Extract
- Opening Delimiter -

Our results provide a better understanding of how increased CO2 affects three potential bottlenecks (seed production, germination, and seedling production) in eelgrass establishment from seed (Table 5). Firstly, results indicate that flowering shoots exposed to brief periods of high CO2 produce a greater proportion of viable seeds (experiment 3, Table 5). Secondly, results indicate that the germination success of Z. marina is greater in seeds produced by parents maintained in high CO2 (experiment 2 and 3, Table 5). Thirdly, results provide insight into the mechanism driving this response. Increased germination does not appear to be directly related to the conditions which surround the seed but rather stem from a carryover effect from parental exposure. A common practice for bed restoration is to harvest flowers, develop seeds, and then distribute seeds to the targeted location to allow for germination and bed development. Therefore, once flowering shoots have been collected and returned to laboratory settings, bubbling CO2 into the seawater holding tanks could help bolster germination success and facilitate bed recovery. However, we found that exposure to elevated CO2 conditions did not significantly translate into seedling success (experiment 2–5, Table 4). The small percentage of seedlings established in the present study highlight the vulnerability of this life stage. Our results give further evidence for the precarious nature of seed germination and seedling development. Efforts in the future must be made to standardize experimental conditions to make more direct comparisons and to clarify the role of other environmental metrics in these outcomes.
Table 5. Summary of outcomes for experiments (Exp.) 1–5 testing direct or parental CO2 effects on flower, seed, and seedling metrics.
Resource availability (e.g., light and ammonium) can influence spathe and seed production for Zostera marina (van Lent and Verschuure, 1994; Jackson et al., 2017; Johnson et al., 2017). A yearlong study of carbon enrichment found flowering to occur earlier, maturation to occur faster, and an increased percentage of flowering to vegetative shoots for Z. marina, with significant affects occurring at extreme OA (pHT = 6.4) treatment (Palacios and Zimmerman, 2007). Increased flowering production is also described as a response to environmental stressors (e.g., turbidity, temperature, salinity) (Phillips et al., 1983). Our study intended to test the use of elevated pCO2 as a dose injection to bolster seed production or seed quality to ultimately increase seedling biomass. We found flowering maturation patterns to reflect field observations (Infantes and Moksnes, 2018) and we did not find any statistical evidence supporting the effect of CO2 on flowering development or seed production. However, duration and magnitude of resource availability (e.g., light, ammonium) need to be considered since both variables are important in seagrass allocation from vegetative growth to sexual reproduction (Johnson et al., 2017; Qin et al., 2021). Indeed, in experiment 5, under a larger CO2 gradient, seed quality increased with increasing pCO2.

- Closing Delimiter -

Tasks and exercises
**a)** In the eelgrass text, what happened to seed quality in experiment 5?
**b)** Resume the eelgrass text after its last sentence.

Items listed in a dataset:
- Opening Delimiter -

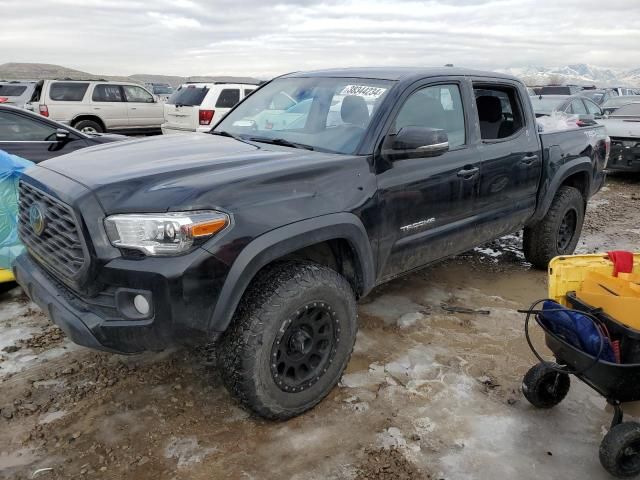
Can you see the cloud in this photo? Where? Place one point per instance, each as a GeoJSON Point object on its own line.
{"type": "Point", "coordinates": [254, 37]}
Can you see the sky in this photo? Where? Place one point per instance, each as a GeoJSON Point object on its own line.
{"type": "Point", "coordinates": [263, 38]}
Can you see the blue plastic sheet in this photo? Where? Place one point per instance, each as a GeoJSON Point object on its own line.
{"type": "Point", "coordinates": [11, 167]}
{"type": "Point", "coordinates": [576, 329]}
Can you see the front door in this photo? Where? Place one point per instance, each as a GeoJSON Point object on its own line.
{"type": "Point", "coordinates": [30, 138]}
{"type": "Point", "coordinates": [427, 204]}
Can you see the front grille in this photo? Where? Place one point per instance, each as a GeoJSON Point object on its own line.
{"type": "Point", "coordinates": [59, 245]}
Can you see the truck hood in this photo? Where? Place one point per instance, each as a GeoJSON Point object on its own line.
{"type": "Point", "coordinates": [198, 171]}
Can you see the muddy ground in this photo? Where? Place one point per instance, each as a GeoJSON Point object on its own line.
{"type": "Point", "coordinates": [428, 394]}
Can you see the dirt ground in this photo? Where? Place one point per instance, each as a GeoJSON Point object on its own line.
{"type": "Point", "coordinates": [429, 394]}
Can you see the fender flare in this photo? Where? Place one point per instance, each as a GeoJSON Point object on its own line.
{"type": "Point", "coordinates": [550, 187]}
{"type": "Point", "coordinates": [282, 241]}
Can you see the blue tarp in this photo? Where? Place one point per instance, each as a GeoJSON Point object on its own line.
{"type": "Point", "coordinates": [11, 167]}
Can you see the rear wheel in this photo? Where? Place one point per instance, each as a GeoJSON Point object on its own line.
{"type": "Point", "coordinates": [290, 340]}
{"type": "Point", "coordinates": [620, 450]}
{"type": "Point", "coordinates": [558, 232]}
{"type": "Point", "coordinates": [88, 126]}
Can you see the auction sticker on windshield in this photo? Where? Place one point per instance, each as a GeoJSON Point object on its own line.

- Closing Delimiter -

Task responses
**a)** Under a larger CO2 gradient, seed quality increased with increasing pCO2.

**b)**
Positive parental CO2 effects for early seedling development were observed in two experiments, yet the metric affected (germination vs. sinking velocity) was different. A large part of the seed tissue is of maternal origin and thus, significant increases in seed mass (proxied by sinking velocity) are important indicators for increased investment in offspring (Wulff, 1995). Seeds developed at extreme CO2 condition (pCO2 > 1,600 μatm, experiment 3) had faster sinking velocities and provide evidence for greater parental investment (via increased rate of photosynthesis corresponding to more stored carbon) into seed quality. Increased germination was observed in experiment 2 when more moderate enrichment (pCO2 < 1,600 μatm) was applied to flowering shoots. Presumably this increased germination is also the result of greater parental allocation into seed quality, even though statistical testing indicated the metrics assessed (e.g., volume, weight, sinking velocity) were unaffected. These two experiments were conducted at different temperatures and salinities both of which are important environmental factors to consider for germination success (Agami and Waisel, 1988; Tanner and Parham, 2010). Experiments conducted at DISL were conducted at 19.19 ppt, 16°C and showed a significant increase in germination compared to experiments performed at the Kristineberg Marine Research Station where conditions were 33.25 ppt, 19.5°C. Orth and Moore (1983) report that experiments conducted in cooler, less haline environments have higher germination rates. An additional study conducted by Niu et al. (2012) demonstrated that the ideal temperature range for seedling development and establishment is between 16 and 17°C. Experiment 2 not only had the highest germination rate, but also the highest percentage of seeds developing into seedlings (62.8%). This is presumably due to ideal conditions for the early life stage of Z. marina.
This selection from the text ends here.